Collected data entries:
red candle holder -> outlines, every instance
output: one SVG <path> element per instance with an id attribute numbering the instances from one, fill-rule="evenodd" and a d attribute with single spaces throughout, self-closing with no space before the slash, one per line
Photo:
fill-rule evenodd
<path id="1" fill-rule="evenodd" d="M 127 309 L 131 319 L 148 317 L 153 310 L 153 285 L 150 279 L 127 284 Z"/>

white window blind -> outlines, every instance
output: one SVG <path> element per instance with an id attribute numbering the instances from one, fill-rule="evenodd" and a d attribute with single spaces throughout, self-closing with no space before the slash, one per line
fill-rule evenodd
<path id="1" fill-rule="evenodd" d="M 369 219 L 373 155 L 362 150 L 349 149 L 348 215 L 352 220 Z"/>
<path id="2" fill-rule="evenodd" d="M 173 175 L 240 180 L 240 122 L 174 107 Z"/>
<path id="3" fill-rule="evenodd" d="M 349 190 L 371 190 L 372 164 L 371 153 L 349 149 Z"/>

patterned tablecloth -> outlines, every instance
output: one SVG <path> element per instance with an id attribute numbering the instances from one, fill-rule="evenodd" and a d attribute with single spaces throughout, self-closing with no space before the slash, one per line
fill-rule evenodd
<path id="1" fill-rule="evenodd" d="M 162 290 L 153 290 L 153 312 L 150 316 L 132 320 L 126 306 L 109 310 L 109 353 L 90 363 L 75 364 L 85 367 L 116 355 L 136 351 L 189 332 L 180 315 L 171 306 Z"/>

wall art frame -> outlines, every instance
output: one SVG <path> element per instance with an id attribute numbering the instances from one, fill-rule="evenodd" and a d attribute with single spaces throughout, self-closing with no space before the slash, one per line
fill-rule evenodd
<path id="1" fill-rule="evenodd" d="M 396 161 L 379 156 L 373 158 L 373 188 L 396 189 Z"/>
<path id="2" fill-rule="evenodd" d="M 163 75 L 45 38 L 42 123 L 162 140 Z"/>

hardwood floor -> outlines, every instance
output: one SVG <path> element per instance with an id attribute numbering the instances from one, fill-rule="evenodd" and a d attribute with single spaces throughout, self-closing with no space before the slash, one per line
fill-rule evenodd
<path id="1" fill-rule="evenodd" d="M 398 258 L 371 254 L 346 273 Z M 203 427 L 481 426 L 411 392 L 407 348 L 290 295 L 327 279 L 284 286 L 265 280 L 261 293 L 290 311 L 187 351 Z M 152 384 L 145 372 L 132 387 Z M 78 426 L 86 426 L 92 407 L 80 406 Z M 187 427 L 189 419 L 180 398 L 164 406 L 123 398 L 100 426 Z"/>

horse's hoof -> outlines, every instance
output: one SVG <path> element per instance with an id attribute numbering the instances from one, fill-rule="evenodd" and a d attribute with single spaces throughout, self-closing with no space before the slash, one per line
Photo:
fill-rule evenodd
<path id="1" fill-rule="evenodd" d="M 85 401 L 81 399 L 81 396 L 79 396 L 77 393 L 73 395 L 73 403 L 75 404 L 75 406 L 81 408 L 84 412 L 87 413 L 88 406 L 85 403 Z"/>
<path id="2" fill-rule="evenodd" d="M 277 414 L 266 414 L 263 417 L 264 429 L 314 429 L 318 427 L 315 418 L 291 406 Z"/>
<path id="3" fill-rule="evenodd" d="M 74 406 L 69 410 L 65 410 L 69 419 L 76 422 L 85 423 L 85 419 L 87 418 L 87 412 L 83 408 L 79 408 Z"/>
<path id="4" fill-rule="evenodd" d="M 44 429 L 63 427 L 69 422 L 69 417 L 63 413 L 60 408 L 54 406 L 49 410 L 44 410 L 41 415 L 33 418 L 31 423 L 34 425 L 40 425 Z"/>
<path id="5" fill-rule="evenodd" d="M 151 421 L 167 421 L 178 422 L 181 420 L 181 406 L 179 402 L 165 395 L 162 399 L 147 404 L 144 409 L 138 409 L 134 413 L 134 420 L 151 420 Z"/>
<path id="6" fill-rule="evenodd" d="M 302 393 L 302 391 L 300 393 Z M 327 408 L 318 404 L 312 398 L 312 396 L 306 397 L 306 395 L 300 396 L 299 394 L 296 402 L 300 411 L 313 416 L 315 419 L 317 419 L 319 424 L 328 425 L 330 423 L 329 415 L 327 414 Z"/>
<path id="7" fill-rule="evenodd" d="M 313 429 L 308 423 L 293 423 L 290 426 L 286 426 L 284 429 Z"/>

Exercise –
Repeat every record, keeping each word and mark exactly as it is.

Written reply –
red candle holder -> outlines, every instance
output: one SVG <path> element per instance with an id attribute numbering the instances from one, fill-rule="evenodd" and a d attribute with single spaces throughout, self-closing with no space before the slash, one per line
Photo:
fill-rule evenodd
<path id="1" fill-rule="evenodd" d="M 127 309 L 131 319 L 148 317 L 153 310 L 153 285 L 150 279 L 127 284 Z"/>

white window blind -> outlines, every instance
output: one SVG <path> element per instance with an id attribute numbering the instances from one, fill-rule="evenodd" and a d attribute with single spaces throughout, self-closing with no space before the slash, one per line
fill-rule evenodd
<path id="1" fill-rule="evenodd" d="M 369 219 L 373 155 L 362 150 L 349 149 L 348 215 L 352 220 Z"/>
<path id="2" fill-rule="evenodd" d="M 173 175 L 240 180 L 240 122 L 174 107 Z"/>
<path id="3" fill-rule="evenodd" d="M 349 190 L 371 190 L 372 164 L 371 153 L 349 149 Z"/>

patterned tablecloth -> outlines, every instance
output: one SVG <path> element per instance with an id attribute numbering the instances from one, fill-rule="evenodd" and a d attribute with single spaces throughout, self-closing with no space before the slash, one per line
fill-rule evenodd
<path id="1" fill-rule="evenodd" d="M 162 290 L 153 290 L 153 312 L 150 316 L 132 320 L 126 306 L 109 310 L 109 353 L 90 363 L 75 364 L 85 367 L 116 355 L 136 351 L 189 332 L 180 315 L 171 306 Z"/>

wall art frame -> outlines, every instance
output: one SVG <path> element per instance with an id attribute numbering the instances from one, fill-rule="evenodd" and a d attribute with single spaces throughout, self-closing with no space before the slash, one per line
fill-rule evenodd
<path id="1" fill-rule="evenodd" d="M 396 161 L 379 156 L 373 158 L 373 188 L 396 189 Z"/>
<path id="2" fill-rule="evenodd" d="M 163 75 L 45 38 L 42 123 L 162 140 Z"/>

hardwood floor -> outlines, every instance
output: one SVG <path> element per instance with an id attribute numbering the instances from one, fill-rule="evenodd" and a d attribute with single spaces throughout, self-closing with no space before the slash, one per line
fill-rule evenodd
<path id="1" fill-rule="evenodd" d="M 398 258 L 371 254 L 346 273 Z M 203 427 L 481 426 L 411 392 L 407 348 L 290 295 L 327 279 L 284 286 L 265 280 L 261 293 L 290 311 L 187 351 Z M 152 384 L 145 372 L 132 387 Z M 78 426 L 86 426 L 92 407 L 80 406 Z M 187 427 L 189 419 L 180 398 L 164 406 L 123 398 L 100 426 Z"/>

horse's hoof -> outlines, every instance
output: one SVG <path> element per instance with an id attribute numbering the instances from one, fill-rule="evenodd" and a d attribute with single spaces throughout, self-closing with no space before the slash, one per line
Photo:
fill-rule evenodd
<path id="1" fill-rule="evenodd" d="M 85 401 L 81 399 L 81 396 L 79 396 L 77 393 L 73 395 L 73 403 L 75 404 L 75 406 L 81 408 L 84 412 L 87 413 L 88 406 L 85 403 Z"/>
<path id="2" fill-rule="evenodd" d="M 277 414 L 266 414 L 263 417 L 264 429 L 314 429 L 318 427 L 315 418 L 291 406 Z"/>
<path id="3" fill-rule="evenodd" d="M 74 406 L 69 410 L 65 410 L 69 419 L 76 422 L 85 423 L 85 419 L 87 418 L 87 412 L 83 408 L 79 408 Z"/>
<path id="4" fill-rule="evenodd" d="M 44 429 L 63 427 L 69 422 L 69 417 L 63 413 L 60 408 L 54 406 L 49 410 L 44 410 L 41 415 L 33 418 L 31 423 L 34 425 L 40 425 Z"/>
<path id="5" fill-rule="evenodd" d="M 151 421 L 167 421 L 178 422 L 181 420 L 181 406 L 179 402 L 165 395 L 162 399 L 147 404 L 144 409 L 138 409 L 134 413 L 134 420 L 151 420 Z"/>
<path id="6" fill-rule="evenodd" d="M 302 393 L 302 391 L 300 393 Z M 327 408 L 318 404 L 312 398 L 312 396 L 306 397 L 306 395 L 300 396 L 299 394 L 296 402 L 300 411 L 313 416 L 315 419 L 317 419 L 319 424 L 328 425 L 330 423 L 329 415 L 327 414 Z"/>
<path id="7" fill-rule="evenodd" d="M 313 429 L 308 423 L 293 423 L 290 426 L 286 426 L 284 429 Z"/>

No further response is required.